* Short task:
Copy every one of the rows below word for word.

* Provided data:
-- BEGIN --

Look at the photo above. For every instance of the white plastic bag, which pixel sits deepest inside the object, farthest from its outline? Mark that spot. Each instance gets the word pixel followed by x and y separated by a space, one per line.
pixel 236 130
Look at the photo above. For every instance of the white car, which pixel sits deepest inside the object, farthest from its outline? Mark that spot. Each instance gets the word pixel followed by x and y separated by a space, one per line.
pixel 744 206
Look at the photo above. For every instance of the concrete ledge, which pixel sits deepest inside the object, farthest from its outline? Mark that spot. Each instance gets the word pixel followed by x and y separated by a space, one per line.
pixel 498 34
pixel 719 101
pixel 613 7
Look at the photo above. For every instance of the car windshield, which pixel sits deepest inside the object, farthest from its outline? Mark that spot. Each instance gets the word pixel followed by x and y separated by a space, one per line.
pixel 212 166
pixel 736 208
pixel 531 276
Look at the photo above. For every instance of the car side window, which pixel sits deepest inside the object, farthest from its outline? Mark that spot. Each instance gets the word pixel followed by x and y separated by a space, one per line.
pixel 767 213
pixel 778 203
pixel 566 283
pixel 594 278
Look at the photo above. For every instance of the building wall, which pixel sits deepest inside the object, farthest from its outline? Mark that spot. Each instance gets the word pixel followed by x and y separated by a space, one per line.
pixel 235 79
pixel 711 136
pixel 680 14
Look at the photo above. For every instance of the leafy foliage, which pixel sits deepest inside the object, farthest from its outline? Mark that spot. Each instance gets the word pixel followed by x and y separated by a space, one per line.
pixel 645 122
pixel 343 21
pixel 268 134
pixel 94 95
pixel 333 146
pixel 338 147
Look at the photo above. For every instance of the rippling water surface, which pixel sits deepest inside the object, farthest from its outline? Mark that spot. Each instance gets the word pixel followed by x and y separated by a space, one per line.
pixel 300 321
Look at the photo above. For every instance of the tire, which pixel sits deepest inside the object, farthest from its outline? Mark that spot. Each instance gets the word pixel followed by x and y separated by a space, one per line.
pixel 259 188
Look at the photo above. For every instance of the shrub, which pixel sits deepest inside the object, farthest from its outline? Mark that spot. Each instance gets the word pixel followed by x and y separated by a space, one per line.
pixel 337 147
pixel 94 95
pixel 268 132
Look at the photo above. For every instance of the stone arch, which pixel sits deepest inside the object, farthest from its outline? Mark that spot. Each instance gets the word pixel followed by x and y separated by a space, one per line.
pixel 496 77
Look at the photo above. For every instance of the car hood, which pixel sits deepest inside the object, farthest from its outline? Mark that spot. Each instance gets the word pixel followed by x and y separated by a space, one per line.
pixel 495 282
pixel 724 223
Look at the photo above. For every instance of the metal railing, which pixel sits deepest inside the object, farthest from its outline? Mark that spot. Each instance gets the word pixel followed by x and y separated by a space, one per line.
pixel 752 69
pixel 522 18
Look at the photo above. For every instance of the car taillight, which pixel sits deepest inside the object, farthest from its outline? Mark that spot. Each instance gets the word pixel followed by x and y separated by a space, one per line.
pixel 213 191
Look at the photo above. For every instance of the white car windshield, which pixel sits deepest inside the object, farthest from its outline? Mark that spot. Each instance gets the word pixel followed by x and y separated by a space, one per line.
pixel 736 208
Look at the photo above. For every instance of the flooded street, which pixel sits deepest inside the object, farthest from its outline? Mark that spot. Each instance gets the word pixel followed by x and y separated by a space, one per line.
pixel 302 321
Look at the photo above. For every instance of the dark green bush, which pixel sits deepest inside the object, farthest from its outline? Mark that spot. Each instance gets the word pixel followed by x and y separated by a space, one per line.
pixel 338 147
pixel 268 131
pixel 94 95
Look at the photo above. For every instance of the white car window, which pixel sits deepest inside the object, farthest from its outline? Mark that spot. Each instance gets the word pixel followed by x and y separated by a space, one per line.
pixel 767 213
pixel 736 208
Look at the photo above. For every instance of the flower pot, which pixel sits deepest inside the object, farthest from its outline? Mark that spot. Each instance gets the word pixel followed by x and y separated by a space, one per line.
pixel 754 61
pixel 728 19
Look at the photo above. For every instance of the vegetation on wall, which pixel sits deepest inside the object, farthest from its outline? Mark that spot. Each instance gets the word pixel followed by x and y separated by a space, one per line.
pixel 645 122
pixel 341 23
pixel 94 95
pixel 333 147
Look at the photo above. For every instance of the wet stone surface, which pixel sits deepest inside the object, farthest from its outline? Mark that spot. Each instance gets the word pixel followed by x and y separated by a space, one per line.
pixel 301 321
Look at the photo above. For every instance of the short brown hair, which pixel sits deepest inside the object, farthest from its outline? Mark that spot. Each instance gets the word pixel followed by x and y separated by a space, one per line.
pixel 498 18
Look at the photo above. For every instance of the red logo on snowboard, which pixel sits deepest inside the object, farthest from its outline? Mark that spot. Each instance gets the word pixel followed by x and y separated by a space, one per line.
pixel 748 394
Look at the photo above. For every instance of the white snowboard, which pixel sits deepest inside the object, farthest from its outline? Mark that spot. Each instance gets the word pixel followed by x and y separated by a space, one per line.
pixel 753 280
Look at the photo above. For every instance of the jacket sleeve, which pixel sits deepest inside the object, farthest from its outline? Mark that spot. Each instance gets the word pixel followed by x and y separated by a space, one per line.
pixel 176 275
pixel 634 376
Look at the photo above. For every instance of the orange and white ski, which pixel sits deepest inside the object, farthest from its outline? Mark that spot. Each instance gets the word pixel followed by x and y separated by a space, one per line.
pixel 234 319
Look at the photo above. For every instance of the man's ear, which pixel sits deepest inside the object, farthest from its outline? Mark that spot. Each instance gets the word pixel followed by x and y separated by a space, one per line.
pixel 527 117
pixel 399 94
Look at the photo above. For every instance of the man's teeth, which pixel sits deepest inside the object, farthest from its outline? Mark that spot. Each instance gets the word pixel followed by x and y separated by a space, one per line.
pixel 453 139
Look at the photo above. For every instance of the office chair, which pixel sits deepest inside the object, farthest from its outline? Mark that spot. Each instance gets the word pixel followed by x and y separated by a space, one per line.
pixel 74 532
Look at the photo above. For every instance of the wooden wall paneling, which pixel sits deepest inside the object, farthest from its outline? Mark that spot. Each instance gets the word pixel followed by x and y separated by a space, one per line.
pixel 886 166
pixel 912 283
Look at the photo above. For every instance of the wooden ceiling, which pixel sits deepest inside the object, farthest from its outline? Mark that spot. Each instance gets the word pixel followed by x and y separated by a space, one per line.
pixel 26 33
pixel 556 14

-- END --

* Expected answer:
Look at the photo above. For every instance of the white plastic bag, which pixel sits deepest inside the object, farthest from its outline? Mark that spot. Each instance gets the word pixel followed by x and y separated by a space, one per line.
pixel 236 130
Look at the photo above. For every instance of the white car, which pixel sits deepest inside the object, farthest from its outline? Mark that spot. Each instance gets the word pixel followed by x and y separated by a space, one per line.
pixel 744 206
Look at the photo above. For every instance of the concrete ledge, which pixel sits deepest inside the object, farthest from its outline? Mark that spot. Each instance gets the word pixel followed by x and y separated by a space, one per line.
pixel 498 34
pixel 719 101
pixel 613 7
Look at the photo above. For every instance of the car windshield, which pixel sits deepest inside the object, farthest from its outline? Mark that spot. Each instance gets the word pixel followed by x and y separated by a space, one per line.
pixel 212 166
pixel 736 208
pixel 531 276
Look at the photo above. For every instance of the car side window, which pixel sits deepest inside the object, farthest from its outline? Mark that spot. Each instance gets the word pixel followed by x and y separated by a space, one per line.
pixel 767 213
pixel 778 203
pixel 566 283
pixel 594 278
Look at the photo above. For every instance of the building wall, which pixel sits deepest inside the object, farthest from its outline? Mark that spot. Each instance gets the word pixel followed by x and y separated by a space, one per line.
pixel 235 79
pixel 711 136
pixel 680 14
Look at the photo above. For every instance of the leafy foliage, which pixel sits deepest inside the object, farthest from its outline? Mark that spot. Each instance gets the word pixel followed by x and y separated by a space, one per line.
pixel 645 122
pixel 343 21
pixel 268 134
pixel 94 95
pixel 333 146
pixel 338 147
Look at the photo above. For every instance of the rippling water surface, which pixel sits deepest inside the object, farthest from its outline? Mark that spot. Each instance gets the word pixel followed by x and y separated by a space, one per line.
pixel 300 321
Look at the photo above. For every instance of the tire, which pixel sits deepest inside the object, farthest from its outline? Mark that spot. Each instance gets the word pixel followed by x and y separated by a space, one per line.
pixel 259 188
Look at the photo above. For every instance of the shrub, which pixel sits deepest inside the object, farthest from its outline? Mark that spot. Each instance gets the word pixel followed by x and y separated by a space, one per line.
pixel 337 147
pixel 94 95
pixel 268 132
Look at the photo above. For every instance of the stone arch, which pixel sits deepest inside the object, farthest from its outline? Mark that spot. Each instance gets the word pixel followed by x and y separated by a space, one per line.
pixel 496 77
Look at the photo above. For every instance of the car hood, which pixel sits deepest inside the object, farthest from its outline? Mark that spot. Each instance gets the word pixel followed by x and y separated by a space, one per line.
pixel 495 282
pixel 724 223
Look at the photo above. For every instance of the metal railing, which pixel sits deepest inside the object, farthest from its outline? Mark that spot. Each instance gets the word pixel followed by x and y separated by a space, one per line.
pixel 752 69
pixel 522 18
Look at the photo above. For every instance of the car taillight, which pixel sits deepest inside the object, farthest from its outline? Mark that spot. Each instance gets the word pixel followed by x and y separated by a space, one per line.
pixel 213 191
Look at the photo above. For every instance of the white car windshield, which pixel sits deepest inside the object, farthest from its outline? Mark that spot. Each instance gets the word pixel followed by x and y separated by a space, one per line.
pixel 736 208
Look at the photo above. For every instance of the flooded street, which pixel sits deepest inside the object, farthest from its outline? Mark that spot. Each instance gets the word pixel followed by x and y separated by a space, one per line.
pixel 302 321
Look at the photo above. For every instance of the dark green bush, which pixel sits deepest inside the object, farthest from its outline? Mark that spot. Each instance gets the word pixel followed by x and y separated by a space, one per line.
pixel 338 147
pixel 268 131
pixel 94 95
Look at the photo above. For every instance of the white car window, which pixel sits deepest inside the object, farthest from its outline? Mark that spot. Each instance gets the word pixel followed by x and y separated by a space, one per line.
pixel 767 213
pixel 736 208
Look at the photo above. For every instance of the flower pot, which pixel sits deepest inside the object, farthest from its outline? Mark that spot. Each instance gets the word pixel followed by x and y separated by a space, one per line.
pixel 754 61
pixel 728 19
Look at the photo above. For every instance of the vegetation on wall, which pixel sits deepest inside the object, farthest from its outline? Mark that spot. Each instance gets the word pixel followed by x and y separated by a space, one per line.
pixel 645 122
pixel 341 23
pixel 94 95
pixel 333 147
Look at the photo above. For every instance of the wet stone surface, which pixel sits deepest inside the object, farthest from its outline? Mark that spot. Each instance gets the word pixel followed by x and y separated by a space, one per line.
pixel 301 321
Look at the photo above. For every instance of the short brown hair, which pixel sits deepest inside the object, farthest from its outline? Mark that spot. Each instance gets the word pixel followed by x and y separated by a space, one per line.
pixel 498 18
Look at the photo above. For every instance of the red logo on snowboard, which pixel sits deepest inside the object, farthest from its outline? Mark that spot. Each instance gets the word pixel followed by x and y separated by a space, one per line.
pixel 748 394
Look at the photo above. For every instance of the white snowboard, which pixel sits deepest inside the object, farthest from its outline? Mark that spot. Each instance gets the word pixel followed by x and y separated by a space, one per line.
pixel 753 280
Look at the photo above. For every instance of the jacket sleeve, which pixel sits deepest inside the object, farthest from its outline? Mark that spot. Each instance gets the word pixel followed by x and y separated by a space, one per line.
pixel 176 275
pixel 634 376
Look at the photo above. For every instance of the orange and white ski, which pixel sits deepest inside the object, farthest from its outline? Mark that spot. Each instance gets the word pixel followed by x and y separated by a space, one per line.
pixel 234 319
Look at the photo above. For every instance of the man's ear, which pixel sits deepest inside the object, farthest from its outline? Mark that spot. Each instance gets the word pixel followed by x and y separated by a space, one per line.
pixel 527 117
pixel 399 94
Look at the photo above. For every instance of the man's teeth, which pixel sits deepest inside the object, farthest from its outline? Mark that spot. Each instance gets the word pixel followed by x and y separated by a space, one per line.
pixel 453 139
Look at the photo above. For every instance of the office chair, which pixel sits deepest inside the object, farthest from its outline? Mark that spot. Each instance gets the word pixel followed by x and y separated by a space, one per line.
pixel 74 532
Look at the photo above. For every instance of the wooden wall paneling, which pixel sits deepest inside the object, farthest from its outline? Mark that spot. Each instance gets the word pixel followed by x and y separated by a space, one per line.
pixel 886 166
pixel 912 283
Look at the photo above. For every instance of the wooden ceiling, which pixel sits deepest inside the object, farthest from its outline? Mark that spot. Each instance gets the word pixel followed by x and y separated by a space, one per line.
pixel 26 33
pixel 556 14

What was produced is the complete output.